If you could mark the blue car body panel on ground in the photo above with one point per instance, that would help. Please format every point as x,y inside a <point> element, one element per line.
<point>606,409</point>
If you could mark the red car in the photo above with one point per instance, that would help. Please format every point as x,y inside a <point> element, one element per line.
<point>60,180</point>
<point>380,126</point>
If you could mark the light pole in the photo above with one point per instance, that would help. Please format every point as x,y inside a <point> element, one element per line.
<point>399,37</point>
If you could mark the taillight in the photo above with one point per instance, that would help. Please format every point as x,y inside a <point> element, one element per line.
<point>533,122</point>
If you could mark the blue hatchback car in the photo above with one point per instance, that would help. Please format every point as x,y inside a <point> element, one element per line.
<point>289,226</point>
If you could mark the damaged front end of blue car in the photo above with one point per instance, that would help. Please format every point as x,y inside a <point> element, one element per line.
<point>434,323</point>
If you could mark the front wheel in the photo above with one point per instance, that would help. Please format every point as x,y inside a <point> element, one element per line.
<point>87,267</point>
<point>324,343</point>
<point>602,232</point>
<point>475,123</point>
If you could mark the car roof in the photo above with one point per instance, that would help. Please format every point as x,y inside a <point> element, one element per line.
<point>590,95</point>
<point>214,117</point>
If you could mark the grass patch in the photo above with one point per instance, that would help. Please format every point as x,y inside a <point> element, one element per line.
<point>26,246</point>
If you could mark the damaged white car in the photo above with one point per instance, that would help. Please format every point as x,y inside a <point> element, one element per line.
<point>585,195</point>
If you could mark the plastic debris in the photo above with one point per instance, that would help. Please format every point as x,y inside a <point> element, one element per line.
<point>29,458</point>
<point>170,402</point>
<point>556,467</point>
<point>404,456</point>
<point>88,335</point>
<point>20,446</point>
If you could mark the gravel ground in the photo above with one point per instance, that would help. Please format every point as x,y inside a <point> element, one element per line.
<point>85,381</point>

************

■ Problem to work on ■
Return every row above verbatim, line by line, in the same order.

■ Solution to this exercise ■
If you could mark the blue car body panel on ground in the photo above with one point per instance, that would help. Please format every point as x,y inside a <point> element, one element per line.
<point>606,409</point>
If you could mark the red car in the photo above with one point per instance, that would help. Please format every point as x,y inside a <point> element, one element per line.
<point>60,180</point>
<point>380,126</point>
If you could mark the light pole in the photo above with one point per instance, that would help. Please format every point as x,y inside a <point> element, one element per line.
<point>399,37</point>
If you could mark the taillight in the photo above with one point per instance, that would help. Please format every point as x,y inside a <point> element, one element per line.
<point>533,122</point>
If you could mark the blue hatchback car in the photo above with one point per instance, that would help. Please format every point as x,y inside a <point> element, one element per line.
<point>289,226</point>
If you could mark the damaged front end of blue car in the photo above with one point per instance, that would help. Please format every point as x,y inside a <point> element, one element per line.
<point>434,323</point>
If you could mark the front wheel in the photo above with one point per instance, that would help. Please format every point as x,y inside a <point> element, one element per line.
<point>87,267</point>
<point>324,343</point>
<point>602,232</point>
<point>475,123</point>
If you could mark the car roof in the photo above with one point per instance, that would help. Please format every point as x,y inside a <point> element, one element per line.
<point>590,95</point>
<point>214,117</point>
If you could mark the grass patch in the photo above with one point per instance, that would help. Please format every point as x,y inside a <point> element, one element per line.
<point>26,246</point>
If you could mark the damaged white car in the photo above with one point per instance, that would help. Please format every point as x,y inside a <point> element, one element per line.
<point>585,195</point>
If you could mark the plastic debris in the photo above with one point per instance, that would help. Please format every point as x,y inside a <point> element, one element per line.
<point>29,458</point>
<point>170,402</point>
<point>556,467</point>
<point>404,456</point>
<point>88,335</point>
<point>20,446</point>
If you could mark the gravel ground in the photo above with one point per instance, that would help. Please format every point as x,y inside a <point> element, one element per line.
<point>85,381</point>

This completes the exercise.